Object point labels:
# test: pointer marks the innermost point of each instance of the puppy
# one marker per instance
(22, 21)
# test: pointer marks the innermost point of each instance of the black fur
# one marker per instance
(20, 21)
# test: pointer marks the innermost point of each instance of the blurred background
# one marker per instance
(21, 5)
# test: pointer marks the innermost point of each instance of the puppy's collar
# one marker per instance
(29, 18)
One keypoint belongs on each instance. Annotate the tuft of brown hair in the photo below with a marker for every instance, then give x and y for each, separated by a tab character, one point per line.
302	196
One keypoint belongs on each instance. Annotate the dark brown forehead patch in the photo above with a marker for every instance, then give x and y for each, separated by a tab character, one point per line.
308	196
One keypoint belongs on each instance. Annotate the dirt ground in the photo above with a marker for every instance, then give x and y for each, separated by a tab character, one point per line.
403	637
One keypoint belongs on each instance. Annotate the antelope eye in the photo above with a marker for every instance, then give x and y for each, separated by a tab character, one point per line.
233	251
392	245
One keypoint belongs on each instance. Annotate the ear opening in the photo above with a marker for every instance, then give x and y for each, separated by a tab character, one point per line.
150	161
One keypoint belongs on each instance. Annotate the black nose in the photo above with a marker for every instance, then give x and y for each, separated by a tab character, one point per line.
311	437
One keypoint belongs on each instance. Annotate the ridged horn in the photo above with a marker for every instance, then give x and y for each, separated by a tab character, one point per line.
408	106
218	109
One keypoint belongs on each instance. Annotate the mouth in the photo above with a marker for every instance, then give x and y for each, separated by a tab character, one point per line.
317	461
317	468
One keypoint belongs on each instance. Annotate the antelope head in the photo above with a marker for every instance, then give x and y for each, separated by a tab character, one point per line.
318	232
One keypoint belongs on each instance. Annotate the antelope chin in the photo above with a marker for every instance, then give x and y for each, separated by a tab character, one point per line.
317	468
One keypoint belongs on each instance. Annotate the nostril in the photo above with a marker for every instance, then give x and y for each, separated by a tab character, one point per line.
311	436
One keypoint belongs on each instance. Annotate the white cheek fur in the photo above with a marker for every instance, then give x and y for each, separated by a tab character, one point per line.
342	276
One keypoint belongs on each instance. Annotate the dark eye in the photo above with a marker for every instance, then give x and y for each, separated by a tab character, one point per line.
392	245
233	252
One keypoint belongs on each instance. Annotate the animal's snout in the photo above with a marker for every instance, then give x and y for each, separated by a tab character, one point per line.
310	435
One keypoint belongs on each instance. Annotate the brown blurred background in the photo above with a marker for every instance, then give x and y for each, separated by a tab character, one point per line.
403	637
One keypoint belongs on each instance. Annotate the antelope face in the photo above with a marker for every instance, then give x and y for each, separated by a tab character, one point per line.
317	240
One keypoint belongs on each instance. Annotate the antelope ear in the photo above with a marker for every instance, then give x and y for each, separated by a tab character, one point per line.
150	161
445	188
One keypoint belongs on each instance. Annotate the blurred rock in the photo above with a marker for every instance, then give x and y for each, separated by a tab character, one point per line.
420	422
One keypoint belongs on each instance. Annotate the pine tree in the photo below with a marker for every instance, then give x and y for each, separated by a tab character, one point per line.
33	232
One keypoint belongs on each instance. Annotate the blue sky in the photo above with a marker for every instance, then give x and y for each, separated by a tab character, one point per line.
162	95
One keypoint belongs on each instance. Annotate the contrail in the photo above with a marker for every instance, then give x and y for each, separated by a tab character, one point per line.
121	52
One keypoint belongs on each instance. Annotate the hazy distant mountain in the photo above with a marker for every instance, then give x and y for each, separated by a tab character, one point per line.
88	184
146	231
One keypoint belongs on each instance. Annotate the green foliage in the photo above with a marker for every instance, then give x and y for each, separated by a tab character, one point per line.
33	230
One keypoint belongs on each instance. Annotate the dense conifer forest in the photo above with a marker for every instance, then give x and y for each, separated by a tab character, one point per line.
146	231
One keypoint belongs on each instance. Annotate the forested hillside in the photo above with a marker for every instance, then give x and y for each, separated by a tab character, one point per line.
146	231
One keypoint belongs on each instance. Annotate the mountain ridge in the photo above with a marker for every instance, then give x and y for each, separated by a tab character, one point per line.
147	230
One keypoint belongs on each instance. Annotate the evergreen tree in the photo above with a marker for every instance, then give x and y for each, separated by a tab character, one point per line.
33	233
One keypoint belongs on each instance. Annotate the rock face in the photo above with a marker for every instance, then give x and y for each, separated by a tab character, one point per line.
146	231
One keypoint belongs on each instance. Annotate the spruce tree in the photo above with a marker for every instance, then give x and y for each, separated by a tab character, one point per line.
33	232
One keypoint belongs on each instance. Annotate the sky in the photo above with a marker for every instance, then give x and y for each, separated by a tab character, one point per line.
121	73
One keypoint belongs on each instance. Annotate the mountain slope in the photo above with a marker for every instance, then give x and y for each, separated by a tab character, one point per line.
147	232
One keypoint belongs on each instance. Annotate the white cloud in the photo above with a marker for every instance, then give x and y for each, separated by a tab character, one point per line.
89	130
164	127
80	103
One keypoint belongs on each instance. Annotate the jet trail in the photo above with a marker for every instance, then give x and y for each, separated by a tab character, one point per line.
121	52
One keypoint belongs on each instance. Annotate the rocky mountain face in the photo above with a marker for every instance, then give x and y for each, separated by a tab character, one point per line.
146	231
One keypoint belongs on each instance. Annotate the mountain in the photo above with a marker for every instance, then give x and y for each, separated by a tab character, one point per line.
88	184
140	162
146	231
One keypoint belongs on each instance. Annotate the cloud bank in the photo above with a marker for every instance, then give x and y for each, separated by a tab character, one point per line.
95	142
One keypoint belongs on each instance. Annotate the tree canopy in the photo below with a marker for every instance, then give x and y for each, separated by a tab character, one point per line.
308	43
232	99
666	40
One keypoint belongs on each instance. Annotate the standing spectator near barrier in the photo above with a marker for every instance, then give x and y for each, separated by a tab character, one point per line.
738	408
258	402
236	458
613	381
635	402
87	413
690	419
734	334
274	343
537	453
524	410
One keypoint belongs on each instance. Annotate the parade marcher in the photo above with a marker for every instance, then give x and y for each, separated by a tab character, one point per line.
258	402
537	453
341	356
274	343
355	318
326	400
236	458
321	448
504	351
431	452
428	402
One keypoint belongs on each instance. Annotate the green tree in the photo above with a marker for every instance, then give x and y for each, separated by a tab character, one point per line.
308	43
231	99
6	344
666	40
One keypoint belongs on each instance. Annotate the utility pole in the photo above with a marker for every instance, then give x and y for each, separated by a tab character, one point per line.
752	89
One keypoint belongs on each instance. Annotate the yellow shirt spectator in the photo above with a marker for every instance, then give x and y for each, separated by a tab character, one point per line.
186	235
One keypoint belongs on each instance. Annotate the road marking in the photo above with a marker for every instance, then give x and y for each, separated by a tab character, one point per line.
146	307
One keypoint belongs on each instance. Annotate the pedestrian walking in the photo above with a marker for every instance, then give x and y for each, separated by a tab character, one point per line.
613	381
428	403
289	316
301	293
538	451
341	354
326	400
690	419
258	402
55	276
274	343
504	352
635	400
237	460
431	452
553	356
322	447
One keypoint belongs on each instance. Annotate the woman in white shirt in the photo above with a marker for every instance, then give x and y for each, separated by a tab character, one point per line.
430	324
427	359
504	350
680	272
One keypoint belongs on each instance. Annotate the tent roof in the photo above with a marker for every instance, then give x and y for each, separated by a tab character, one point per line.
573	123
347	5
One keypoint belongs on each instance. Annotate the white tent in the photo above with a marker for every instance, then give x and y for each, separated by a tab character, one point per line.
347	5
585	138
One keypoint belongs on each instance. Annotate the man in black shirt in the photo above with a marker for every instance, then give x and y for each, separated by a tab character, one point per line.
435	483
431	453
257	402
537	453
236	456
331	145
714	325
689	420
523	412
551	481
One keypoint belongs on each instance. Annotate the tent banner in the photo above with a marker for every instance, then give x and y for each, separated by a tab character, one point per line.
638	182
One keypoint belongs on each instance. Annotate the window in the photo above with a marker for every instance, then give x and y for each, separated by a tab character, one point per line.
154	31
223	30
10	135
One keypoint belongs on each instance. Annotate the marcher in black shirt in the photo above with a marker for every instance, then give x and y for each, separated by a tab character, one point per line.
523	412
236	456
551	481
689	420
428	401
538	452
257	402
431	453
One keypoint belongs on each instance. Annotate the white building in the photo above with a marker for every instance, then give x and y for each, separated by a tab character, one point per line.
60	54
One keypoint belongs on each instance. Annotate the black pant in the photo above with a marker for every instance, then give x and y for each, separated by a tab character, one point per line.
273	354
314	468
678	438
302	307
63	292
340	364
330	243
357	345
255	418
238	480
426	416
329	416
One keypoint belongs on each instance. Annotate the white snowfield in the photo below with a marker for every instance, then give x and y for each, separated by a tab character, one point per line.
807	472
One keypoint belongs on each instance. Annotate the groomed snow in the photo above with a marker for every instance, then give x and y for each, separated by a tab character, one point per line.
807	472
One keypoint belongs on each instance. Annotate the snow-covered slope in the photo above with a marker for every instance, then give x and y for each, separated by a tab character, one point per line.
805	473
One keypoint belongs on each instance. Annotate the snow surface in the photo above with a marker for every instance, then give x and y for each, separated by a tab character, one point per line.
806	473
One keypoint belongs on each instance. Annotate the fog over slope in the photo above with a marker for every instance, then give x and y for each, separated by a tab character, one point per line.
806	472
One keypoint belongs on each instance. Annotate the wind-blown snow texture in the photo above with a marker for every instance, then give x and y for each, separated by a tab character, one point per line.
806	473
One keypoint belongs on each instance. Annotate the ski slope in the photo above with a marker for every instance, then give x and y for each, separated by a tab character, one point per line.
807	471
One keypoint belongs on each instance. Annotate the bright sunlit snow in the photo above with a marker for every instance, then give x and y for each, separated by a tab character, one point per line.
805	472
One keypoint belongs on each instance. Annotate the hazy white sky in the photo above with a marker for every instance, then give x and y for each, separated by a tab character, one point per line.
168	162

**Objective:** Reproduce word for word the lines of the items above, starting with the line that contains "One keypoint belongs on each instance. Annotate the groomed" and continuing through the final line of the items, both ends included.

**Answer for the task:**
One keypoint belongs on each instance. Annotate the groomed snow in the photo above with a marker for every instance, then give x and y for each, separated by a tab character, one point per line.
807	472
One keypoint belongs on each instance. Annotate the snow-covered slope in the photo above with a marker for every instance, then give x and y for each, separated by a tab character, one point per line.
805	473
One keypoint belongs on each instance. Annotate the snow surface in the photo above with a marker for every instance, then give x and y for each, separated by a tab character, one point per line.
806	473
One keypoint belongs on each instance. Annotate the fog over slope in the photo above with a marker for every instance, then give x and y for each, separated by a tab character, one point per line.
806	472
One keypoint belongs on each instance. Annotate the wind-blown snow texture in the photo above with a marker for every instance, then give x and y for each, separated by a tab character, one point per line.
806	473
One keypoint belongs on each instance. Annotate the ski slope in the photo above with a marker for every instance, then give x and y for each, separated by a tab character, one point per line.
807	471
One keypoint belongs on each instance. Annotate the bright sunlit snow in the photo above with a marker for every instance, then give x and y for each, separated by a tab character, one point per line.
805	472
One keypoint belongs on each instance. Annotate the hazy white sky in the photo above with a marker for every instance, then give x and y for each, separated by a tab character, one point per line.
168	162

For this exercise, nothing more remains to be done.